*TASK MATERIAL*.
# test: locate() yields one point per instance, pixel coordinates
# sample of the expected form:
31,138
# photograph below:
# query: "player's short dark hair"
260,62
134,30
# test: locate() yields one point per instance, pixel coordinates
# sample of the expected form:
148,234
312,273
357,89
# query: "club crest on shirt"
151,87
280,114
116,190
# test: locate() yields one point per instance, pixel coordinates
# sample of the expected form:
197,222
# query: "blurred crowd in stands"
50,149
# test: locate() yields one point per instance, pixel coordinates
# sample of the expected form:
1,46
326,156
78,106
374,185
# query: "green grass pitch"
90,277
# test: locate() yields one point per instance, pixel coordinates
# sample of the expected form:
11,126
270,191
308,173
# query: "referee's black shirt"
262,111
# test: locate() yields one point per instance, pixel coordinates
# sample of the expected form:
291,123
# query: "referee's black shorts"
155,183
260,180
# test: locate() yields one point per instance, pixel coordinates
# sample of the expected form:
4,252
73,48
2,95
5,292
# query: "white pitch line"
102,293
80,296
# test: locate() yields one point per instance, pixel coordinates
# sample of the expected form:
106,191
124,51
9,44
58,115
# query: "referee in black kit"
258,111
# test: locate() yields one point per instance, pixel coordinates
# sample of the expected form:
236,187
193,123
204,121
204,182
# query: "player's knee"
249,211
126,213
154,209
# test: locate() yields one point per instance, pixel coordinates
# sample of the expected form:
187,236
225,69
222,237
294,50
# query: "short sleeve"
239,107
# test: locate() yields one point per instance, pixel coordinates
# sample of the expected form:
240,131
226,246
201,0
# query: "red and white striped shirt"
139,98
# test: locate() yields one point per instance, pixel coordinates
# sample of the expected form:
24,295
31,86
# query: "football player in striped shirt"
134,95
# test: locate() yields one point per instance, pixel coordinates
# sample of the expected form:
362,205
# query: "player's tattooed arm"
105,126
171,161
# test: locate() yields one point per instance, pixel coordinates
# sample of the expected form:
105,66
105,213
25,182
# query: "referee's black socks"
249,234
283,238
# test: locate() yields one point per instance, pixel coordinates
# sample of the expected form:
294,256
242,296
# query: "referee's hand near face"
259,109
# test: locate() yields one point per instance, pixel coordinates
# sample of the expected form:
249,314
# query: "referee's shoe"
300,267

*YOUR TASK*.
Reproduce the entries above in full, verbatim.

*THE REPLY*.
# test: locate() yields one point per instance, pixel coordinates
# sample of the expected form:
31,138
# photograph below:
# query: "player's short dark hair"
260,62
134,30
# test: locate() yields one point per instance, pixel coordinates
# sample of the expected form:
148,234
312,273
357,89
# query: "club crest on shirt"
151,87
280,114
116,190
# test: locate() yields one point per instance, pixel coordinates
# sample of the expected form:
197,222
# query: "blurred crowd in stands"
50,149
# test: locate() yields one point per instance, pixel coordinates
# sample of the expected form:
1,46
326,156
78,106
374,185
# query: "green grass pitch"
90,277
# test: locate() yields one point per instance, pixel coordinates
# sample of the expected form:
11,126
270,191
308,173
# query: "referee's black shirt"
262,111
# test: locate() yields one point per instance, pixel coordinates
# sample of the expected form:
291,123
# query: "referee's black shorts"
155,183
260,180
# test: locate() yields one point per instance, pixel coordinates
# sample of the expected form:
4,252
73,48
2,95
5,292
# query: "white pitch line"
102,293
80,296
# test: locate() yields one point per instance, pixel coordinates
# sample of the expected form:
106,191
124,51
9,44
58,115
# query: "referee in black kit"
258,111
# test: locate() yields one point per instance, pixel coordinates
# sample of the expected form:
236,187
193,123
204,121
204,182
# query: "player's knee"
249,211
126,213
154,209
# test: locate() yields one point per instance, pixel coordinates
# sample of the expected form:
187,236
225,69
222,237
294,50
# query: "short sleeve"
239,107
# test: locate() yields one point per instance, pixel coordinates
# sample of the expected form:
240,131
226,246
201,0
# query: "red and white striped shirt"
139,98
# test: locate() yields one point per instance, pixel coordinates
# sample of the expected form:
24,295
31,86
# query: "football player in striped shirt"
134,95
# test: locate() yields one point per instance, pixel coordinates
# sample of the expected form:
362,205
# query: "player's tattooed arm"
105,126
171,161
# test: locate() yields one point per instance, pixel coordinates
# sample of the expected form:
105,66
105,213
25,182
# query: "referee's black socks"
249,234
283,238
# test: locate() yields one point per instance, pixel coordinates
# sample of the expected form:
294,256
242,296
# query: "referee's hand near face"
259,109
# test: locate() yields one point per instance, pixel coordinates
# sample of the expected form:
249,314
# query: "referee's shoe"
300,267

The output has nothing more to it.